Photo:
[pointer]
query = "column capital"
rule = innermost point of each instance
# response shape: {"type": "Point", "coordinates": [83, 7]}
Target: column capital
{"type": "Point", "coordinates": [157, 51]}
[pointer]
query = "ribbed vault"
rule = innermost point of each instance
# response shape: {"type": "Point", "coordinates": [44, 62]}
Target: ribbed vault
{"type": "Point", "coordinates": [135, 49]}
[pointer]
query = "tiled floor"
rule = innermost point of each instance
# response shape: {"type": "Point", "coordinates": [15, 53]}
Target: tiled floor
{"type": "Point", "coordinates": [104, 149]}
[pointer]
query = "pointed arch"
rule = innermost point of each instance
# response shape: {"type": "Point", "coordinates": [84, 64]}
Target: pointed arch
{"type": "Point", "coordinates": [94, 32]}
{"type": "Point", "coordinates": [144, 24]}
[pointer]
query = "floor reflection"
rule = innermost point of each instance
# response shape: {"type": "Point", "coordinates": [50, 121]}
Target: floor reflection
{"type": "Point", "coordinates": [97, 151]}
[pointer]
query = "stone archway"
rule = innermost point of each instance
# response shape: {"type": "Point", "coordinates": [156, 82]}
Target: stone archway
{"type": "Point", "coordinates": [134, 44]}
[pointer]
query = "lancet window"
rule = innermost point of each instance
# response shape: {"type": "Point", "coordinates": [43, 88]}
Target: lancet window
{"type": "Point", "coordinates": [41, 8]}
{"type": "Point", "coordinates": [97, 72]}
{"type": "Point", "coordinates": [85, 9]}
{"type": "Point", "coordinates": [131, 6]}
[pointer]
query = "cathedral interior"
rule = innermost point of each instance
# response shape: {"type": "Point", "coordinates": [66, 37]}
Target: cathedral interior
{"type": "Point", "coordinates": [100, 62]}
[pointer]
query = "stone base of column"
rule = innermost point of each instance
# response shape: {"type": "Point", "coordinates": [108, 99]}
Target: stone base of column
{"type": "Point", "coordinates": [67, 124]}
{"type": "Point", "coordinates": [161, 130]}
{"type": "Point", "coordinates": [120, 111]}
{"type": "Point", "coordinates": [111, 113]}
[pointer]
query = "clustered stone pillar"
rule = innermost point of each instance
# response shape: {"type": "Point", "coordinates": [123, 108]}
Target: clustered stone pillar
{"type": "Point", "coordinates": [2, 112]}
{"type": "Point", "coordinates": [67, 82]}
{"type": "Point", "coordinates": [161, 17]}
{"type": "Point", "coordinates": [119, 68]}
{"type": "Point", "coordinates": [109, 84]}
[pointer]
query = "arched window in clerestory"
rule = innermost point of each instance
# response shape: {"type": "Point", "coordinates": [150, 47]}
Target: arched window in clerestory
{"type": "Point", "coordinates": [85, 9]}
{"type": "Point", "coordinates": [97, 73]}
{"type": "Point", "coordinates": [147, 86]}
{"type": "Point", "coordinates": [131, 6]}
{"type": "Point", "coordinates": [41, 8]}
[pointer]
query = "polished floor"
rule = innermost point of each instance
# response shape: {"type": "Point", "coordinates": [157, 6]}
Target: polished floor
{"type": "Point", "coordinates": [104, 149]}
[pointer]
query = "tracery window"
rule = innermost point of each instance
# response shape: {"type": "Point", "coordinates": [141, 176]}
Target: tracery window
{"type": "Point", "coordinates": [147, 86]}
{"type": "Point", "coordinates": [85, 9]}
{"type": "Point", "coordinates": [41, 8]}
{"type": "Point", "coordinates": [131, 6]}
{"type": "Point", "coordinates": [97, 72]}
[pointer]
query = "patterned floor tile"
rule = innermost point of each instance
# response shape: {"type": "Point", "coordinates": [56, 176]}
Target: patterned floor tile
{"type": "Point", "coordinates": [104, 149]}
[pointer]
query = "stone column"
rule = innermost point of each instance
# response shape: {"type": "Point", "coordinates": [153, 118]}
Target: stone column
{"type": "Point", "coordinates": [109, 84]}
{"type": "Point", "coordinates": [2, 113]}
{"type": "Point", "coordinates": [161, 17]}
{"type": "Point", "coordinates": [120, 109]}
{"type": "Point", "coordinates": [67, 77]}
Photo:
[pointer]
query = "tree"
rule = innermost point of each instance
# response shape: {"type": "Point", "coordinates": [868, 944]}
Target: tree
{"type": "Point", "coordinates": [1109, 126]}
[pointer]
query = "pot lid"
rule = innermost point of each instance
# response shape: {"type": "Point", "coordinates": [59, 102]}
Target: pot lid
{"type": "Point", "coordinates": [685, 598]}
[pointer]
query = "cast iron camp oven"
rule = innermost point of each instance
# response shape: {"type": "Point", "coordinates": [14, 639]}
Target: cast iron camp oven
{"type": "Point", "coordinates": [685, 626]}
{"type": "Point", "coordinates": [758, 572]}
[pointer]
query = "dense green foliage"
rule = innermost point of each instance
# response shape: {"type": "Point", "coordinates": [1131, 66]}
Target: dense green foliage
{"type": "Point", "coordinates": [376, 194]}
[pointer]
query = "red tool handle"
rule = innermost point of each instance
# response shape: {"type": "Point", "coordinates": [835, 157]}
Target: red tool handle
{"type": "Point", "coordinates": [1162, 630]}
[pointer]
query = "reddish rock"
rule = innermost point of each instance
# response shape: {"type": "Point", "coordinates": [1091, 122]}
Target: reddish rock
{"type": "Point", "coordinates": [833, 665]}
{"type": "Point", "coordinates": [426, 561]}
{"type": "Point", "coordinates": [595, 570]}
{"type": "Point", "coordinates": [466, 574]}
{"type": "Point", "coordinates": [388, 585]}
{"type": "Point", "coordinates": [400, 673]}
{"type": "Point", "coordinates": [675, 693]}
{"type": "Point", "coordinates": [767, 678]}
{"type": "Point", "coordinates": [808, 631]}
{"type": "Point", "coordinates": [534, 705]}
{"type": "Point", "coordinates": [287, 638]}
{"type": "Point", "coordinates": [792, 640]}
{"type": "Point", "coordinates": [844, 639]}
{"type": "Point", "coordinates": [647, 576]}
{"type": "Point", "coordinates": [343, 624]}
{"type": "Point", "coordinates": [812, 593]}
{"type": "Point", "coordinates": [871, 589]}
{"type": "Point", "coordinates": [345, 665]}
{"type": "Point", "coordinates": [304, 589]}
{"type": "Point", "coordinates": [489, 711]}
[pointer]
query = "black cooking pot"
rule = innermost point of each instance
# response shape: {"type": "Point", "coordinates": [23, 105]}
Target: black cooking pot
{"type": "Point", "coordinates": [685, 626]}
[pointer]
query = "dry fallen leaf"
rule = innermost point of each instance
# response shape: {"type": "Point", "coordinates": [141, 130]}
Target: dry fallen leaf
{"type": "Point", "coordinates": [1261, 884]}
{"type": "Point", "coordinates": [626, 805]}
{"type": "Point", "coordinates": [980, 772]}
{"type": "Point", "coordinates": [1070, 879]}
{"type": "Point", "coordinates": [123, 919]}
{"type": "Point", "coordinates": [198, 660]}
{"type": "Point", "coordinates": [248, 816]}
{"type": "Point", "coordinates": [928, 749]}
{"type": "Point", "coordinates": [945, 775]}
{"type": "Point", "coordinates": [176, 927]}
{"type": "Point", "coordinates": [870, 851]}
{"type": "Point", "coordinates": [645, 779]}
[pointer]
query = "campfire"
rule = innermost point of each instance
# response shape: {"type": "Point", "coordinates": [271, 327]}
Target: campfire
======
Exercise details — Copy each line from the items above that contains the word "iron". Case counts.

Written response —
query = "cast iron camp oven"
Target: cast iron camp oven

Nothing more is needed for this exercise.